> [DIRECTIONS] The answer must be an exact copy of the entries that follow, with all images removed.

> [EXTRACTED INFORMATION]
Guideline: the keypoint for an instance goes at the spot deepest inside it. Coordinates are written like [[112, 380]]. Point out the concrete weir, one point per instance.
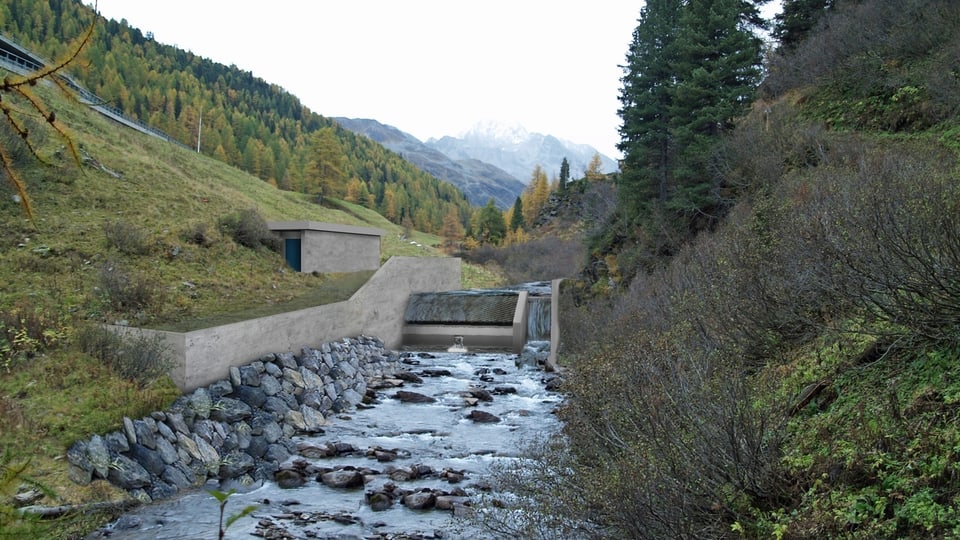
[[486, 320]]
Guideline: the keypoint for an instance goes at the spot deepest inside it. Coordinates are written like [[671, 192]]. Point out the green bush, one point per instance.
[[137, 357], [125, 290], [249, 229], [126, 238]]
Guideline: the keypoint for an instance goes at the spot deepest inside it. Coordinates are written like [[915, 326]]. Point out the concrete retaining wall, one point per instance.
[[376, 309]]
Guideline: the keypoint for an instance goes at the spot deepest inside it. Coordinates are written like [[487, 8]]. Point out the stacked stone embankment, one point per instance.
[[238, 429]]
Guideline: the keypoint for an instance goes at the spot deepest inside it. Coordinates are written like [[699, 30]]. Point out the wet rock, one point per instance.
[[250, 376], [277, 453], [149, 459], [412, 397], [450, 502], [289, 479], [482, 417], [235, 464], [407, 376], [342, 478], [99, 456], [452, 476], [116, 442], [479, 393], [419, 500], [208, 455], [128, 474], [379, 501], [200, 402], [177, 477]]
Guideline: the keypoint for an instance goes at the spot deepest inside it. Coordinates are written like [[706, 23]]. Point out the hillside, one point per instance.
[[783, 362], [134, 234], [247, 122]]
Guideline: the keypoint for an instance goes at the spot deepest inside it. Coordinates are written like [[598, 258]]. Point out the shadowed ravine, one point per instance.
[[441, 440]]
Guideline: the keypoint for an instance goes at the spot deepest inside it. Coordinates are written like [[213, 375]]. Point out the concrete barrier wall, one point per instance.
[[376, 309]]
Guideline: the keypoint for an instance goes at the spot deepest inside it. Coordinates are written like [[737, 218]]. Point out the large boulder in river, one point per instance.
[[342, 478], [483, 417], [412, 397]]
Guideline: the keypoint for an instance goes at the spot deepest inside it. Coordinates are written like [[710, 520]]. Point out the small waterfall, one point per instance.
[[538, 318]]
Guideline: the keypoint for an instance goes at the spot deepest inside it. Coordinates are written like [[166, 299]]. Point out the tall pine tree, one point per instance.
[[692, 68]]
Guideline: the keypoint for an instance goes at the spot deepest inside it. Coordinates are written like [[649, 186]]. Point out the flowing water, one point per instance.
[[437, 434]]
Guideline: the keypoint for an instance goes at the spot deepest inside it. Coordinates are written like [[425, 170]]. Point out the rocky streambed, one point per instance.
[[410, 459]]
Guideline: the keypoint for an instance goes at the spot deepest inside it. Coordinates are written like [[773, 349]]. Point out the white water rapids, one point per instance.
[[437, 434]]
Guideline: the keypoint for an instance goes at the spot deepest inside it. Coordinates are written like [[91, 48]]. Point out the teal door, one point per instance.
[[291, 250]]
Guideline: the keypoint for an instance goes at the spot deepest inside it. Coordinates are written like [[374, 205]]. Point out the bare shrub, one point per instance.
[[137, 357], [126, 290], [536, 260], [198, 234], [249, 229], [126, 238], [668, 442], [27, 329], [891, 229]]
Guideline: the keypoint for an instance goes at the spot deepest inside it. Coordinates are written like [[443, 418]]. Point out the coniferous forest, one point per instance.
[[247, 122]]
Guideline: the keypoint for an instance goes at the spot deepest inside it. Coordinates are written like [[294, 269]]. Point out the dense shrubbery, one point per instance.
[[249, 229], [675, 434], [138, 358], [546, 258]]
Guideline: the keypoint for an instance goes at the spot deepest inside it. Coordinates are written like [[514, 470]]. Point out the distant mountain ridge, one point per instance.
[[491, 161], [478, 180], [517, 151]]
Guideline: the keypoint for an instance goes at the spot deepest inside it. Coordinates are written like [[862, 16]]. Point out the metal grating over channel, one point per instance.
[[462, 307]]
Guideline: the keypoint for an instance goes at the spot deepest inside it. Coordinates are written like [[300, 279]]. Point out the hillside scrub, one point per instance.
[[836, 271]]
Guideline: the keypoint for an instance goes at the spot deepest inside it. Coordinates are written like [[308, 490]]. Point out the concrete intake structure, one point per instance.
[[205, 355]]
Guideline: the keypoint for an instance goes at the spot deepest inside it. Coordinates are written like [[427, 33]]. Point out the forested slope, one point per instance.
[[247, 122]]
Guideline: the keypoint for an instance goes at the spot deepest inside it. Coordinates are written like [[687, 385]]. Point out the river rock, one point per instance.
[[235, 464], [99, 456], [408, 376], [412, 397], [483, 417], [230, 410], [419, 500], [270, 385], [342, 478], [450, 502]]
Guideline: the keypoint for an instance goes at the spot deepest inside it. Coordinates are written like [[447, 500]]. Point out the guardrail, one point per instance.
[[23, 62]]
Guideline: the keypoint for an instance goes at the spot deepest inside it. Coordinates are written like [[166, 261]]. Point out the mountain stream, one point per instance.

> [RESPONSE TO THIS TASK]
Guideline: the keypoint for an instance goes at the spot deepest inside it. Coordinates are written like [[112, 380]]. Point out the concrete weir, one point per instance.
[[486, 320]]
Guideline: the keypoint for an instance goes at the spot deepest inside it. Coordinates are written like [[671, 192]]. Point out the green bush, one point per instance.
[[137, 357], [125, 290], [249, 229], [126, 238]]
Guideline: the keypoint for an instance goes at the spot deepest inside it. Coordinates are written like [[915, 326]]. Point out the concrete retaining wall, one point per instance.
[[376, 309]]
Guideline: the keypoint for an instance goes at the spot deepest inside it. Coordinates are written like [[487, 8]]. Point out the stacked stone embankment, one point per instance.
[[238, 429]]
Guideline: the keypoint for an instance goes at the spot deepest inside it. Coordinates are written like [[699, 30]]. Point out the wet rock, one point per instance.
[[250, 376], [277, 453], [149, 459], [412, 397], [450, 502], [289, 479], [482, 417], [235, 464], [407, 376], [342, 478], [99, 456], [452, 476], [116, 442], [479, 393], [419, 500], [208, 455], [128, 474], [379, 501], [200, 402], [177, 477]]
Guideline: the keypoint for an instance goes at the spot deepest inside it. Coordinates are written like [[706, 23]]. Point out the hillside, one point per instance.
[[783, 362], [134, 234], [247, 122]]
Guideline: the keypoint for an instance goes at the spot deepest inside it. Coordinates are written like [[598, 258]]. Point out the shadowed ravine, one point per instance.
[[441, 440]]
Guideline: the keypoint for an instance goes at the spot deepest inside it. Coordinates are written like [[213, 375]]. Point out the concrete barrier wall, one point per instance.
[[376, 309]]
Guideline: the keypoint for an instance goes at the spot deepest inside it. Coordinates are written like [[737, 218]]. Point out the large boulder in river, one point per instance.
[[342, 478], [483, 417], [412, 397]]
Guideline: the keypoint for an instance goes at the spot deepest inside it. Coordinates are written like [[710, 520]]. Point out the small waterfall, one point per instance.
[[538, 318]]
Guideline: the keypoint for an instance goes at the spot deepest inside it. Coordinates are written like [[166, 299]]. Point out the tall pine tree, one point per instance.
[[692, 68]]
Guideline: the keypoint for an instance goes at the spot deepest inside it. Coordinates are written like [[649, 186]]. Point out the flowing water, one point per instance.
[[437, 434]]
Guideline: the keypoint for an instance goes at the spot deepest inside it. Coordinates are written like [[425, 170]]. Point out the rocky streambed, one point per instance.
[[410, 459]]
Guideline: the keypoint for an instance goes at the spot deepest inside it. Coordinates are written like [[773, 349]]. Point out the white water rapids, one point per instance.
[[437, 434]]
Guideline: the keypoint for an instance goes at the spot deepest inside it. Coordinates are written like [[91, 48]]. Point out the teal door, one point per instance.
[[291, 250]]
Guideline: the keypoint for an instance goes at the spot deepest inside it. Coordinates are written like [[374, 205]]. Point out the bare shrub, one point per instance.
[[137, 357], [126, 290], [536, 260], [198, 234], [249, 229], [126, 238], [668, 442], [27, 329], [891, 229]]
Guideline: the keypoint for an instance goes at the spot deepest inside it. Coordinates are written like [[443, 418]]. Point out the coniferous forest, one point per instance.
[[247, 122]]
Guideline: the keypoint for an instance goes at the spot deepest inside it. Coordinates are written like [[294, 269]]. Point out the dense shrubbery, one point per instance.
[[249, 229], [675, 434], [138, 358], [546, 258]]
Guideline: the keypoint for an instance goes at the spot deepest inside it. Coordinates are written like [[514, 470]]. Point out the distant mountain ridge, one point per instance.
[[491, 161], [478, 180], [517, 151]]
Guideline: the keypoint for an instance goes at the spot deepest inside it. Coordinates are written like [[862, 16]]. Point out the metal grating over channel, one point per instance.
[[462, 307]]
Guideline: the keypoint for an instance goes at the spot deepest inside it. Coordinates are written like [[300, 279]]. Point out the hillside scrub, one point per instance.
[[836, 271]]
Guideline: the keypoint for an instance goes at the spot deepest inside it. Coordinates are written like [[308, 490]]. Point out the concrete intake structure, one point per instance.
[[205, 355]]
Guideline: the keypoint for an instance goes at the spot deepest inside it. Coordinates are written like [[427, 33]]. Point out the forested slope, one point per instance.
[[247, 122]]
Guideline: the keypoint for an instance goes at the spot deepest inside it. Coordinates are written like [[687, 385]]. Point out the river rock, one point per instance.
[[235, 464], [99, 456], [408, 376], [412, 397], [483, 417], [230, 410], [419, 500], [270, 385], [342, 478], [450, 502]]
Guideline: the keypoint for an instance goes at the spot deepest inside it. Coordinates are written like [[447, 500]]. Point out the guardrail, one point per instance.
[[23, 62]]
Guideline: the keypoint for an instance goes at the spot deepest inside it. Coordinates are written like [[166, 261]]. Point out the mountain stream, one point per instance.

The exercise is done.